Records for processing:
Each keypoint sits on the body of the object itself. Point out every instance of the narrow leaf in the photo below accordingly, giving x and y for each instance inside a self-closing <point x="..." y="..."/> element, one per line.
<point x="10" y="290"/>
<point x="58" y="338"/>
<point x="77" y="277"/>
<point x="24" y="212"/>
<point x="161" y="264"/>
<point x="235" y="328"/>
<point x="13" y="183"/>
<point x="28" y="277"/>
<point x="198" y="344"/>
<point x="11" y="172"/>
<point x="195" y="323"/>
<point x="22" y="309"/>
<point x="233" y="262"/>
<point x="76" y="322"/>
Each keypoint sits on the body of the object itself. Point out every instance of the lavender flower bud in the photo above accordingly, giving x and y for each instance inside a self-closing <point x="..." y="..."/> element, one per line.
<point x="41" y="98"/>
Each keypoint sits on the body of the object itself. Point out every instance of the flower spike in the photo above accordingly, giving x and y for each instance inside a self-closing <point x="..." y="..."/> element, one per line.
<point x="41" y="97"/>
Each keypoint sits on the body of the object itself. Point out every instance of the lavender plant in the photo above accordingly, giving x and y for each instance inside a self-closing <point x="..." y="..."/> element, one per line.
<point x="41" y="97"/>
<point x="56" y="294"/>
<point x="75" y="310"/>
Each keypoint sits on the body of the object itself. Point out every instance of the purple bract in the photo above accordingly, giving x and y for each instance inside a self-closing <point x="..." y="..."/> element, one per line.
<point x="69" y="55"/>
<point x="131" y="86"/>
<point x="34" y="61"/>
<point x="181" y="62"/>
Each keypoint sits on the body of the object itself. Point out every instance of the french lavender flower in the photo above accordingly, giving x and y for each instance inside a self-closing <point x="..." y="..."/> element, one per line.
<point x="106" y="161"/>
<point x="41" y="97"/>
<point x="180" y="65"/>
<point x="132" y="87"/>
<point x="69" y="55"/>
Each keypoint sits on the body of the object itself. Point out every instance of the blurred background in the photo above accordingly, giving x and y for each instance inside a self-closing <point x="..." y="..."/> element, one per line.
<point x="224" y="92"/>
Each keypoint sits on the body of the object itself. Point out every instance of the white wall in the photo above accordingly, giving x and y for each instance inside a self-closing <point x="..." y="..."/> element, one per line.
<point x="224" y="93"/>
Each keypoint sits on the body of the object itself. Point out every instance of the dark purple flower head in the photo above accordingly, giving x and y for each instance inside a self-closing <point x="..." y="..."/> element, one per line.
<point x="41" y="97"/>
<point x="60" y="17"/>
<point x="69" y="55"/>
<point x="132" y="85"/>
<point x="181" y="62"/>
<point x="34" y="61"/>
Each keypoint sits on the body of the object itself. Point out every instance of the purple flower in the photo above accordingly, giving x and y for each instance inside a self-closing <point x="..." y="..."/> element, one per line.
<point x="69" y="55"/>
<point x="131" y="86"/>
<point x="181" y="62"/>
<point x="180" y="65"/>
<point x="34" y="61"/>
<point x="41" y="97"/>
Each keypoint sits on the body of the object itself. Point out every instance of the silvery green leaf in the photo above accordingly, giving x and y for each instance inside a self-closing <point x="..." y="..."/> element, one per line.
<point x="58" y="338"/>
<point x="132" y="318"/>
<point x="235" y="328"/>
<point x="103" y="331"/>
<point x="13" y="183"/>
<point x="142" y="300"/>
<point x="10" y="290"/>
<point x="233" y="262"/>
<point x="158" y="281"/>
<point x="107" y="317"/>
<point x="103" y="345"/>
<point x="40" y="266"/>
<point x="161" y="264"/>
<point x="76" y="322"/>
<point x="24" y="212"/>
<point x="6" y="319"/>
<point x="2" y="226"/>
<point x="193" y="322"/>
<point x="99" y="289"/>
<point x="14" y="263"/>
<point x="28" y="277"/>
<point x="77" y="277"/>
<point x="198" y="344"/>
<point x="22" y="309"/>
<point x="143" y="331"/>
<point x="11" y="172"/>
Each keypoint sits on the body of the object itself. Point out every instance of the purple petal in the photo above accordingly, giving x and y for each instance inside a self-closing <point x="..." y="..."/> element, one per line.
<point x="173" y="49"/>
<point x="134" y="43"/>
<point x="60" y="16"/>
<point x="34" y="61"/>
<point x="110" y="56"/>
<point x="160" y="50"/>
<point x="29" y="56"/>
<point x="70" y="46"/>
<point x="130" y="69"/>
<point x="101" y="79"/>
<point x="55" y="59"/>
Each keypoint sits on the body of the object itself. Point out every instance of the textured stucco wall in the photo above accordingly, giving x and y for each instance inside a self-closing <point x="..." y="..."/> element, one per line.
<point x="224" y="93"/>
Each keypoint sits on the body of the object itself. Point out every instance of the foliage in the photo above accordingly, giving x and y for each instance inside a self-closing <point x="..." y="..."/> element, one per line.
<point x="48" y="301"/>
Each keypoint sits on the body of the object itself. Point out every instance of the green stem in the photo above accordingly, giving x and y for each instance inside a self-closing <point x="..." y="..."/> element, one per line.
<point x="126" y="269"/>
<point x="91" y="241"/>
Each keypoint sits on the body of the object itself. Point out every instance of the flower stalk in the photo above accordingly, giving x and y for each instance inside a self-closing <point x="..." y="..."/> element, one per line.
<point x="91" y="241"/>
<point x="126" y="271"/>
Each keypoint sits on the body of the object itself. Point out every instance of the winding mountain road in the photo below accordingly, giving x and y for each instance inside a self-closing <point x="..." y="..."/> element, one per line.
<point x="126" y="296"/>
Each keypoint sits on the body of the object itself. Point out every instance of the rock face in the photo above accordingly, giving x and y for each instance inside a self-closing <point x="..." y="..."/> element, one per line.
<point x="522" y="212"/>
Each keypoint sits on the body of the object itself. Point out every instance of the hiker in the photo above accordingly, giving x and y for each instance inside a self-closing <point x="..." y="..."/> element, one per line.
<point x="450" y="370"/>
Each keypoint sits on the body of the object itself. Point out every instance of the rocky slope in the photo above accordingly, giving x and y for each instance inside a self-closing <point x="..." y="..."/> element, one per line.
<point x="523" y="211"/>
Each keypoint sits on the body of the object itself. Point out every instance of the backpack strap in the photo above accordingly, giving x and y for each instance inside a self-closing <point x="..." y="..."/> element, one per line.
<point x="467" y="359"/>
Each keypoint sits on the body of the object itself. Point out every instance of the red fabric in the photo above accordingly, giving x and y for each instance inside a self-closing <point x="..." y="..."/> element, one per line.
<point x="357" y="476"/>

Exercise aim: Repeat the whole of the data verbatim, as it reads above.

Your solution:
Each keypoint sits on the body of the object itself. Point out every instance of the narrow leaf in the photo below accordingly, giving x and y for each instance inside a self-closing <point x="..." y="..."/> element, one per line.
<point x="10" y="290"/>
<point x="58" y="338"/>
<point x="77" y="277"/>
<point x="24" y="212"/>
<point x="161" y="264"/>
<point x="235" y="328"/>
<point x="13" y="183"/>
<point x="28" y="277"/>
<point x="198" y="344"/>
<point x="11" y="172"/>
<point x="195" y="323"/>
<point x="22" y="309"/>
<point x="233" y="262"/>
<point x="76" y="322"/>
Each keypoint sits on the body of the object itself. Point out every instance of the lavender flower bud in the photo above accordingly, giving x and y for each instance inside a self-closing <point x="..." y="..."/> element, one per line.
<point x="41" y="98"/>
Each keypoint sits on the body of the object itself. Point out every instance of the flower spike in the photo above accordingly, giving x and y for each instance inside a self-closing <point x="..." y="..."/> element, one per line.
<point x="41" y="97"/>
Each keypoint sits on the body of the object itself. Point out every instance of the lavender plant in the photo above accordingly, giving x and y for each instance inside a self-closing <point x="..." y="..."/> element, one per line.
<point x="41" y="97"/>
<point x="56" y="294"/>
<point x="75" y="310"/>
Each keypoint sits on the body of the object itself. Point out every instance of the purple bract in the photo above accordingly, giving x and y for each instance inside a self-closing <point x="..." y="..."/> element, one per line.
<point x="69" y="55"/>
<point x="131" y="86"/>
<point x="34" y="61"/>
<point x="181" y="62"/>
Each keypoint sits on the body of the object itself. Point out every instance of the french lavender flower in the photo above accordingly, giving x and y for each instance inside a self-closing <point x="..." y="..."/> element, one per line.
<point x="106" y="161"/>
<point x="41" y="97"/>
<point x="180" y="65"/>
<point x="132" y="87"/>
<point x="69" y="55"/>
Each keypoint sits on the body of the object itself. Point out every instance of the blurred background in the photo above accordingly, giving x and y for each instance inside a self-closing <point x="..." y="..."/> element, one per line.
<point x="224" y="92"/>
Each keypoint sits on the body of the object itself. Point out every instance of the white wall in the photo above accordingly, giving x and y for each instance inside a self-closing <point x="..." y="..."/> element, one per line.
<point x="224" y="93"/>
Each keypoint sits on the body of the object itself. Point out every instance of the dark purple flower head in the photo above accordingly, giving x and y for each instance inside a self-closing <point x="..." y="..."/> element, one per line.
<point x="41" y="97"/>
<point x="60" y="17"/>
<point x="69" y="55"/>
<point x="132" y="85"/>
<point x="181" y="62"/>
<point x="34" y="61"/>
Each keypoint sits on the body of the object itself. Point out every instance of the purple flower in the photo above accordingly, giving x and y for each instance inside a self-closing <point x="..." y="..."/> element, one per line.
<point x="69" y="55"/>
<point x="131" y="86"/>
<point x="181" y="62"/>
<point x="180" y="65"/>
<point x="34" y="61"/>
<point x="41" y="97"/>
Each keypoint sits on the body of the object itself. Point out every instance of the silvery green leaf in the photo above accordingly, giving x and y for each instance inside a self-closing <point x="..." y="..."/> element, one per line.
<point x="58" y="338"/>
<point x="132" y="318"/>
<point x="235" y="328"/>
<point x="103" y="331"/>
<point x="13" y="183"/>
<point x="142" y="300"/>
<point x="10" y="290"/>
<point x="233" y="262"/>
<point x="158" y="281"/>
<point x="107" y="317"/>
<point x="103" y="345"/>
<point x="40" y="266"/>
<point x="161" y="264"/>
<point x="76" y="322"/>
<point x="24" y="212"/>
<point x="6" y="319"/>
<point x="2" y="226"/>
<point x="193" y="322"/>
<point x="99" y="289"/>
<point x="14" y="263"/>
<point x="28" y="277"/>
<point x="77" y="277"/>
<point x="198" y="344"/>
<point x="22" y="309"/>
<point x="143" y="331"/>
<point x="11" y="172"/>
Each keypoint sits on the body of the object itself. Point out every instance of the purple petal in the photo above accordingly, giving x and y for each instance inside a self-closing <point x="..." y="..."/> element, one per line.
<point x="173" y="49"/>
<point x="134" y="43"/>
<point x="60" y="16"/>
<point x="34" y="61"/>
<point x="110" y="56"/>
<point x="160" y="50"/>
<point x="29" y="56"/>
<point x="70" y="46"/>
<point x="130" y="69"/>
<point x="101" y="79"/>
<point x="55" y="59"/>
Each keypoint sits on the body of the object itself. Point out every instance of the textured stucco wall in the photo above accordingly, giving x and y for each instance inside a self-closing <point x="..." y="..."/> element, one per line.
<point x="224" y="93"/>
Each keypoint sits on the body of the object itself. Point out every instance of the foliage in the photo above accordingly, giving x and y for each instance inside a self-closing <point x="..." y="..."/> element, one per line.
<point x="48" y="301"/>
Each keypoint sits on the body of the object itself. Point out every instance of the green stem in the photo above accordingly, giving x and y for each instance inside a self-closing <point x="..." y="..."/> element, one per line.
<point x="126" y="269"/>
<point x="91" y="241"/>
Each keypoint sits on the body of the object itself. Point out every instance of the flower stalk in the photo above accordingly, giving x and y for each instance inside a self-closing <point x="..." y="..."/> element, one per line.
<point x="91" y="241"/>
<point x="126" y="271"/>
Each keypoint sits on the body of the object itself. Point out every instance of the winding mountain road in the photo below accordingly, giving x and y for each instance inside a self-closing <point x="..." y="..."/> element, one per line.
<point x="126" y="296"/>
Each keypoint sits on the body of the object itself. Point out every instance of the rock face in the photo above accordingly, giving x and y for each instance inside a self-closing <point x="..." y="..."/> element, one per line.
<point x="522" y="212"/>
Each keypoint sits on the body of the object itself. Point out every instance of the hiker in the photo above accordingly, giving x and y for each instance inside a self-closing <point x="..." y="..."/> element, one per line.
<point x="450" y="370"/>
Each keypoint sits on the body of the object itself. Point out every instance of the rocky slope in the photo above accordingly, giving x and y for each instance inside a self-closing <point x="..." y="..."/> element, one per line.
<point x="523" y="211"/>
Each keypoint sits on the body of the object itself. Point out every instance of the backpack strap in the photo above accordingly, giving x and y for each instance inside a self-closing <point x="..." y="..."/> element, one per line.
<point x="467" y="359"/>
Each keypoint sits on the body of the object itself. Point out every instance of the red fabric in the photo above accordingly, giving x and y for each instance inside a self-closing <point x="..." y="..."/> element, one per line.
<point x="357" y="476"/>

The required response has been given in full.